Exercise prompt - Give again, word for word, each line below starting at the one that contains "TARGET: cabinet knob" and ending at the one that contains "TARGET: brown leather boot".

Stored data -
◆ ◆ ◆
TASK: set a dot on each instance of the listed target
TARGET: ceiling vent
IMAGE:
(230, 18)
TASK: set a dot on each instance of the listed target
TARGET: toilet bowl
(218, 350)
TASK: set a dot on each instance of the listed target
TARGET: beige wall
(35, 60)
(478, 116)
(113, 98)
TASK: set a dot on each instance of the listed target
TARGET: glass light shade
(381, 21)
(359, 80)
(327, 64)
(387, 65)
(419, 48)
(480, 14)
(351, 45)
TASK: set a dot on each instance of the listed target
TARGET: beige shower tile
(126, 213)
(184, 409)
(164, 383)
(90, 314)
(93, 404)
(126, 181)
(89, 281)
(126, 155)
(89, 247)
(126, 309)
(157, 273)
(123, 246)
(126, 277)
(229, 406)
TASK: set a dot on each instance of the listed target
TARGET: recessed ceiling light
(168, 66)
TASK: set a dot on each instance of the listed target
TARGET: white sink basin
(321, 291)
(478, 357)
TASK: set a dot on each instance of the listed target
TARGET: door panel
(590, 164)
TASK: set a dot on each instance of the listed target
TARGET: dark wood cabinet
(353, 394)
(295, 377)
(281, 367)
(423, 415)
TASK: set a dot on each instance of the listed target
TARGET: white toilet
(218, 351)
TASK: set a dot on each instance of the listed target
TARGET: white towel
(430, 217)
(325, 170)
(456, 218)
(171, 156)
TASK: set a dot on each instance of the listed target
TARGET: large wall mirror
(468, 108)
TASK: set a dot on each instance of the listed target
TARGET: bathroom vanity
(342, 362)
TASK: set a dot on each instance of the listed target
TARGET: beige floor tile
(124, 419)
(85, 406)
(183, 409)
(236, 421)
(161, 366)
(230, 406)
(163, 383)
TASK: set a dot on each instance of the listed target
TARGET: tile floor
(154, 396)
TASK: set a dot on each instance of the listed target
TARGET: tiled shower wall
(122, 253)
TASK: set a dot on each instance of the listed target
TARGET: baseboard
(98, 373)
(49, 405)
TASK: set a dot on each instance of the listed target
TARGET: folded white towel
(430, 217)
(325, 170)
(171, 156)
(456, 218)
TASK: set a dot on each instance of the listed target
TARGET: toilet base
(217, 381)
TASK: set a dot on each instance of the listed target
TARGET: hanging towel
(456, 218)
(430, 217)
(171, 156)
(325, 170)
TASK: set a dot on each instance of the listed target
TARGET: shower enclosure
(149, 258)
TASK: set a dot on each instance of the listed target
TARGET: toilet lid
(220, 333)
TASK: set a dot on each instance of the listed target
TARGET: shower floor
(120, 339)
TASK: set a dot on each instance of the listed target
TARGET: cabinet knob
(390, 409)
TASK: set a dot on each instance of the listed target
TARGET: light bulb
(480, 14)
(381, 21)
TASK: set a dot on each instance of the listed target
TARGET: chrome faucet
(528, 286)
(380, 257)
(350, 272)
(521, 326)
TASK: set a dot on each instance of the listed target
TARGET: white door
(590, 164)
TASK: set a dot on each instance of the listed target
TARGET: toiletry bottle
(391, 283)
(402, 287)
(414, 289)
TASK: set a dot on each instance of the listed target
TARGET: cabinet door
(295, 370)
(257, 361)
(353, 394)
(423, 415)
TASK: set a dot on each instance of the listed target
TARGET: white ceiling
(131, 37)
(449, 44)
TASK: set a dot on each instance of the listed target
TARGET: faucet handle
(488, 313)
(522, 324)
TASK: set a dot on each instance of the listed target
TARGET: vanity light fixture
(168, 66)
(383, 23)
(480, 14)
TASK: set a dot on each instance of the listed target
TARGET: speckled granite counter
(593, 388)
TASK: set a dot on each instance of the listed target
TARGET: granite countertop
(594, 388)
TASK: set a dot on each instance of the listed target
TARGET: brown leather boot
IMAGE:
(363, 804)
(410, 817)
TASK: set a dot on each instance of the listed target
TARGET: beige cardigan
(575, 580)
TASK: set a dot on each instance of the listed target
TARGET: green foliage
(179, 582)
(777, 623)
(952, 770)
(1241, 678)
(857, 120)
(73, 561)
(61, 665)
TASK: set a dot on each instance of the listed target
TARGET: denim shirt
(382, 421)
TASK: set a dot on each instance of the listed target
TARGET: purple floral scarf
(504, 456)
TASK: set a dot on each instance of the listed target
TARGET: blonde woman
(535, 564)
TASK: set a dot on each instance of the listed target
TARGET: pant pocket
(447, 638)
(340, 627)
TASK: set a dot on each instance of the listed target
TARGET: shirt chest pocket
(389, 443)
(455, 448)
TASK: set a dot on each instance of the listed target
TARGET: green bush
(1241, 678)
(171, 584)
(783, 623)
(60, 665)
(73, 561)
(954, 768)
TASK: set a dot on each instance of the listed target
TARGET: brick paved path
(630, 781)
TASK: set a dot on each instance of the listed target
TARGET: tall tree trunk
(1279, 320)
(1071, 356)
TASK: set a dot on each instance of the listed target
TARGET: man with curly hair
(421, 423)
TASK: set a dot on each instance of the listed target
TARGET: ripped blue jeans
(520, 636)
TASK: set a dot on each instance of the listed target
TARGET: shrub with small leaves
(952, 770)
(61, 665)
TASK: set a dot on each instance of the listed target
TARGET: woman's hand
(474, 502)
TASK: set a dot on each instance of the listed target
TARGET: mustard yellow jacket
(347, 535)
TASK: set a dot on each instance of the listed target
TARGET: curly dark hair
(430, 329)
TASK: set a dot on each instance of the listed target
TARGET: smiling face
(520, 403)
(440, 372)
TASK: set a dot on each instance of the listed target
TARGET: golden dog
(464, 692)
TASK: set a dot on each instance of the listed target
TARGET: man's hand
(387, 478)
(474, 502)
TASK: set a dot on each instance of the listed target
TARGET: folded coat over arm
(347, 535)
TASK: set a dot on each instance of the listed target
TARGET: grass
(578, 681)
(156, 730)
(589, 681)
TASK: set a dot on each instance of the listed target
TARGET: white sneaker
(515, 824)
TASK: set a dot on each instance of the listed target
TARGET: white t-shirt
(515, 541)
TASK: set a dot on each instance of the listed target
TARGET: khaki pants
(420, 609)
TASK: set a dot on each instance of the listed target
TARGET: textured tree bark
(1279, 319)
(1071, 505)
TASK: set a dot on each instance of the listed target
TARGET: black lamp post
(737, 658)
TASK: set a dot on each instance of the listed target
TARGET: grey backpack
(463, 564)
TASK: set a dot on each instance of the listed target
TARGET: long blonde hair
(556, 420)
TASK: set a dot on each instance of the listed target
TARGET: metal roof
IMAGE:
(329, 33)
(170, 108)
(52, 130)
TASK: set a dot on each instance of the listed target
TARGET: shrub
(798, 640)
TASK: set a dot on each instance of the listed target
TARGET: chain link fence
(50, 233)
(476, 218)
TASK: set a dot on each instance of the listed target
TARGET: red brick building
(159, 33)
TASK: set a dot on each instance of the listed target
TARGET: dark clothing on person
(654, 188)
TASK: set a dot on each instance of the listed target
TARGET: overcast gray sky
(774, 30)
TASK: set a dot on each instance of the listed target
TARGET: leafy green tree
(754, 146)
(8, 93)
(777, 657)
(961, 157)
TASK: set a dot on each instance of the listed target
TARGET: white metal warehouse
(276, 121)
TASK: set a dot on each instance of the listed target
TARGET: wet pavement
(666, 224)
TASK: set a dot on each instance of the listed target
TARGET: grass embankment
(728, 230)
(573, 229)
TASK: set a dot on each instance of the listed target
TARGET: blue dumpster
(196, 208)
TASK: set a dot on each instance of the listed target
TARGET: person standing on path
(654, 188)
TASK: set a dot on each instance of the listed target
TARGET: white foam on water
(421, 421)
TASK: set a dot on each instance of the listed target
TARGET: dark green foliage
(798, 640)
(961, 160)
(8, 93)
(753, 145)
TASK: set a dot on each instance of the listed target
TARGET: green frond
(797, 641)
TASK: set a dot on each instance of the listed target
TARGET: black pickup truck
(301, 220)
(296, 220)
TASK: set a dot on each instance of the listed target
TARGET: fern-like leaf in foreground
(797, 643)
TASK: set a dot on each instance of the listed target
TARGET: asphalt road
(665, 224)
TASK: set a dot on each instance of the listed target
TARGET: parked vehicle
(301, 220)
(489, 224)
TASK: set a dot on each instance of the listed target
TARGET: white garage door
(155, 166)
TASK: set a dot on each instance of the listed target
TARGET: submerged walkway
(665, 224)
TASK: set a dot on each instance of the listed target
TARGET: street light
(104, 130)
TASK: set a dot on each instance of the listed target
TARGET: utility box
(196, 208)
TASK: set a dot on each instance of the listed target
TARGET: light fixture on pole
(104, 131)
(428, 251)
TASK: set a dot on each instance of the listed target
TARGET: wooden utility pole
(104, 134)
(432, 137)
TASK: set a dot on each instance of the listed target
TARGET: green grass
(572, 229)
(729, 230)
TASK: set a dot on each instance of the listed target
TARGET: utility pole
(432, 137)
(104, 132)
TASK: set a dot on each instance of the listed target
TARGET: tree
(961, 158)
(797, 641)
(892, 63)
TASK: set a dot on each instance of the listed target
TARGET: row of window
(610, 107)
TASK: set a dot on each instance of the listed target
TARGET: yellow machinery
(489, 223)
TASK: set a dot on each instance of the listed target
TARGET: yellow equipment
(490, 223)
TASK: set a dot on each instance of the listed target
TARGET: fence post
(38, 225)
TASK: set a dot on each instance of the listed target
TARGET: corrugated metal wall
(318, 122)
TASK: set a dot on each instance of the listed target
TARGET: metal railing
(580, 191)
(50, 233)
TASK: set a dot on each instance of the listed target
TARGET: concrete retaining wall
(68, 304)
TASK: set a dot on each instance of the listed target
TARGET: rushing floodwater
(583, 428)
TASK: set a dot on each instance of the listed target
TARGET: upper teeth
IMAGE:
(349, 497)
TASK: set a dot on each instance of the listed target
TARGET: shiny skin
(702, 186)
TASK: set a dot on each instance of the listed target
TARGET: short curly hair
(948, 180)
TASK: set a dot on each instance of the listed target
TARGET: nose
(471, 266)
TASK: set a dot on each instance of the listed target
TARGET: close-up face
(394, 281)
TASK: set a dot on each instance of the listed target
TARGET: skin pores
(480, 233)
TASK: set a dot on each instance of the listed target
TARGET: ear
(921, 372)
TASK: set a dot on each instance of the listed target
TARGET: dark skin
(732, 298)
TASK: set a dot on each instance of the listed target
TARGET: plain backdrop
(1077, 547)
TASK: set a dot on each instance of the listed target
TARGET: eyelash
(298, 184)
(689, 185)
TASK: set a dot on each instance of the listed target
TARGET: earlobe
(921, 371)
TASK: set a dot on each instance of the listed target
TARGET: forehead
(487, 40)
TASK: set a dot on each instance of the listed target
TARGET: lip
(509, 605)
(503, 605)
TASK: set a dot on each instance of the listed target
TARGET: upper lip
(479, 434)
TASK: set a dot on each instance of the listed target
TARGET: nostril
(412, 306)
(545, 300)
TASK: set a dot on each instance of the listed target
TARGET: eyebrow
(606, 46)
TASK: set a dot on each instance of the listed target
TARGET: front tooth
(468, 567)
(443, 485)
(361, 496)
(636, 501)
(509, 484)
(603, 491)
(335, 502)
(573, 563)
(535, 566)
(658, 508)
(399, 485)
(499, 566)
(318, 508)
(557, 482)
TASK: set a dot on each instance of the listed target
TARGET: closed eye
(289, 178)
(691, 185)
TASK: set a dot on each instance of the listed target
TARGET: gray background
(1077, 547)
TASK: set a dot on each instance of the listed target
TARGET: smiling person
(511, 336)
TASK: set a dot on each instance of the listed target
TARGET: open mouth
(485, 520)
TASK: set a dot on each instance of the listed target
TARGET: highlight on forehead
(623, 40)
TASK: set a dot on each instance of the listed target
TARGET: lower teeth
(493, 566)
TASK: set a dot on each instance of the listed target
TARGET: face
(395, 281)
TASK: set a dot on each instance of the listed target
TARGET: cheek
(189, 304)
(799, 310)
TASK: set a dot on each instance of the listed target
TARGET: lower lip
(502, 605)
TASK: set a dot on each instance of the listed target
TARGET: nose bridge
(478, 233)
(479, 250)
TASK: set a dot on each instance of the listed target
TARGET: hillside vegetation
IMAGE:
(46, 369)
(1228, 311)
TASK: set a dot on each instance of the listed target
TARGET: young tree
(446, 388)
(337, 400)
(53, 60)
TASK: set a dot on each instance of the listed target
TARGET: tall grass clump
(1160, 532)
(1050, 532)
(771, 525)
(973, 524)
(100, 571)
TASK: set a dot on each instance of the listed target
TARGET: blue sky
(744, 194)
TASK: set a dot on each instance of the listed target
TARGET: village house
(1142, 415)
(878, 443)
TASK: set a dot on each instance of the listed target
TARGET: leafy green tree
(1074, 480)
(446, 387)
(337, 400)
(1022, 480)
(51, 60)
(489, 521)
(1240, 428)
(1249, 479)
◆ ◆ ◆
Expected output -
TARGET: cabinet knob
(390, 409)
TASK: set a dot on each instance of the listed target
TARGET: light bulb
(480, 14)
(381, 21)
TASK: set a dot on each instance of the listed target
TARGET: chrome faucet
(528, 286)
(380, 257)
(350, 272)
(521, 326)
TASK: set a dot on each instance of the listed target
TARGET: white door
(590, 164)
TASK: set a dot on each instance of the listed target
TARGET: toiletry bottle
(391, 283)
(402, 287)
(414, 289)
TASK: set a dot on each instance of the listed target
TARGET: cabinet door
(295, 370)
(257, 361)
(353, 394)
(423, 415)
TASK: set a dot on each instance of the listed target
TARGET: white ceiling
(131, 37)
(449, 44)
TASK: set a dot on each instance of the listed target
TARGET: faucet handle
(488, 313)
(522, 324)
TASK: set a dot on each instance of the listed target
TARGET: vanity light fixture
(168, 66)
(383, 23)
(480, 14)
TASK: set a dot on each instance of the listed target
TARGET: speckled granite counter
(593, 388)
TASK: set a dot on each instance of the listed target
TARGET: granite countertop
(594, 388)
TASK: set a dot on each instance of the listed target
TARGET: brown leather boot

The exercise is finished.